PROMPT:
Reproduce the records below word for word and line for line.

Rows from an object pointing dataset
** Start **

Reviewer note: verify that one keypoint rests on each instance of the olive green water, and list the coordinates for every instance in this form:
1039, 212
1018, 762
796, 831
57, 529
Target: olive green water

** End **

FINISHED TASK:
Reviewer note: verify that one keypoint rests on each instance of the olive green water, and list the coordinates for every instance in this form:
1039, 212
1018, 762
796, 831
57, 529
Target: olive green water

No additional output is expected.